▶ **The request**: Write out all of the entries exactly, please.

** start of Information provided **

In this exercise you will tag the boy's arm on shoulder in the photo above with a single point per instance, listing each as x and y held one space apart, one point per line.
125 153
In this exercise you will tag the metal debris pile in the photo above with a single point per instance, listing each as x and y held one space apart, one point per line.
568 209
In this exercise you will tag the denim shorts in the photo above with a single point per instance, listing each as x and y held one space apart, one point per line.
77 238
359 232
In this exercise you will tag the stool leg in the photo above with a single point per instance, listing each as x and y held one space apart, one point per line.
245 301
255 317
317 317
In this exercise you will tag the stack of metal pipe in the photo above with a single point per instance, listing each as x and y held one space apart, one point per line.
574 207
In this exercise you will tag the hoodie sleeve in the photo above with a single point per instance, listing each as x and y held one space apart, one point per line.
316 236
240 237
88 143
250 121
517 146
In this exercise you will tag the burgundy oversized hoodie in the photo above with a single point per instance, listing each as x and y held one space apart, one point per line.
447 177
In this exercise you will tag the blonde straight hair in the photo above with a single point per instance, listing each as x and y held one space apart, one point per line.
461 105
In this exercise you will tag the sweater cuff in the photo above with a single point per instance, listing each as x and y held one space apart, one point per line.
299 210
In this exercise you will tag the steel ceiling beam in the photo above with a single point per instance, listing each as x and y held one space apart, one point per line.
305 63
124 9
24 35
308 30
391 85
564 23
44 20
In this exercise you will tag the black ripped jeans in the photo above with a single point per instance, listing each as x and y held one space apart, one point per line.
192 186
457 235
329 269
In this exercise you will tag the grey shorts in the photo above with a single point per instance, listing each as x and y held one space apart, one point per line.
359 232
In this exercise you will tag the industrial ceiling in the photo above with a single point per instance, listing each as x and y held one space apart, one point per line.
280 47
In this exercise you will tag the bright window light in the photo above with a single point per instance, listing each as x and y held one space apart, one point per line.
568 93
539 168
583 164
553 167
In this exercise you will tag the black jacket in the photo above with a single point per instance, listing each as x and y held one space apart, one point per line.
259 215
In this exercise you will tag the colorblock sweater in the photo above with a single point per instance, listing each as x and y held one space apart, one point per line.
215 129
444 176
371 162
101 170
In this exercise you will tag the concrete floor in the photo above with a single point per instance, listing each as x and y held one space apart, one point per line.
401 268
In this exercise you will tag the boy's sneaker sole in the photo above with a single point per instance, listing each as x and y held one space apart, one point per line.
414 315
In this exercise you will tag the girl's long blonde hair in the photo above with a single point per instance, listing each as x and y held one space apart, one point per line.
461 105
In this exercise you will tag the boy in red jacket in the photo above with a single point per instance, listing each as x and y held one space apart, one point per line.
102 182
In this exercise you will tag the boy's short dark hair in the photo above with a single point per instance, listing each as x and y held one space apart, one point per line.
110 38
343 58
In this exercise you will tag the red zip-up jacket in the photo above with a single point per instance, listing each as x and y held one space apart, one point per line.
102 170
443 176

** end of Information provided **

▶ **Task result**:
In this exercise you will tag the boy's arm on shoulder in the photo above with a single point per instance, listing each as x and y held one space apart, one point per line.
125 153
In this exercise you will tag the metal debris pile in the photo above with a single point per instance, listing each as x and y held one space apart, one point per line.
568 209
In this exercise you will tag the denim shorts in the photo above with a single point per instance, listing each as x and y held one space apart, one point per line.
77 238
359 232
In this exercise you will tag the stool leg in the photo above with a single point per instance, listing each as x and y held one space apart, one point per line.
245 301
255 317
317 317
In this exercise you will tag the stack of metal pipe in the photo above with a single point per instance, listing each as x and y held one space apart, one point per line.
574 207
In this exercise you will tag the hoodie sleeve in the photo above with a single point per instance, listing each as x and y held one space apart, one point per line.
316 236
240 237
88 143
250 121
517 146
In this exercise you will tag the burgundy oversized hoodie in the photo above with a single point per instance, listing each as x and y held one space apart, one point per line.
447 177
In this exercise you will tag the blonde straight hair in the photo above with a single point per instance, listing each as x and y held one space apart, one point per line.
461 105
In this exercise you will tag the sweater cuff in the photo above with a single point per instance, listing each as x and y held one space apart, one point per line.
299 210
In this exercise you will tag the steel ceiling beam in the photo above with a single point per instance, listing each as x and y held one space apart, one point per line.
305 63
124 9
24 35
308 30
391 85
564 23
44 20
In this exercise you will tag the black ripped jeans in the photo above with a single point per instance, listing each as x and y held one space apart, one point per line.
192 186
457 235
329 269
In this exercise you will tag the grey shorts in the photo above with a single point per instance, listing each as x and y held one space apart, one point per line.
359 232
In this exercise you will tag the industrial ceiling in the photo above with a single point per instance, listing each as x and y held one space apart, one point per line.
280 47
In this exercise you will tag the bright window light in the photo above with a single point per instance, listing each as x and y held one space apart, one point per line.
568 93
539 168
583 164
553 167
In this exercise you will tag the black jacket in the photo above with a single point per instance, listing each as x and y held one space apart, one point per line.
259 215
In this exercise you will tag the colorblock sweater in the photo above with a single point per instance, listing each as x and y held one space apart, one point per line.
215 129
444 176
371 162
101 170
In this exercise you will tag the concrete floor in the photo above with a single point per instance, listing each as x and y held one space apart, one point per line.
401 268
In this exercise you will tag the boy's sneaker sole in the photo above with a single point per instance, listing each as x and y held one space apart, one point per line.
414 315
In this exercise you will tag the girl's long blonde hair in the photo above with a single point per instance, listing each as x and y held one space apart, one point per line.
461 105
In this exercise you will tag the boy in red jacket in the photo above with a single point per instance, listing each as x and y held one space apart, one point per line.
102 182
In this exercise you will tag the boy's short dark hair in the photo above with a single point per instance, listing each as x and y held one space apart, one point per line.
110 38
343 58
In this exercise you will tag the red zip-up jacket in the photo above with a single point per instance, listing each as x and y held one space apart, one point per line.
102 170
443 176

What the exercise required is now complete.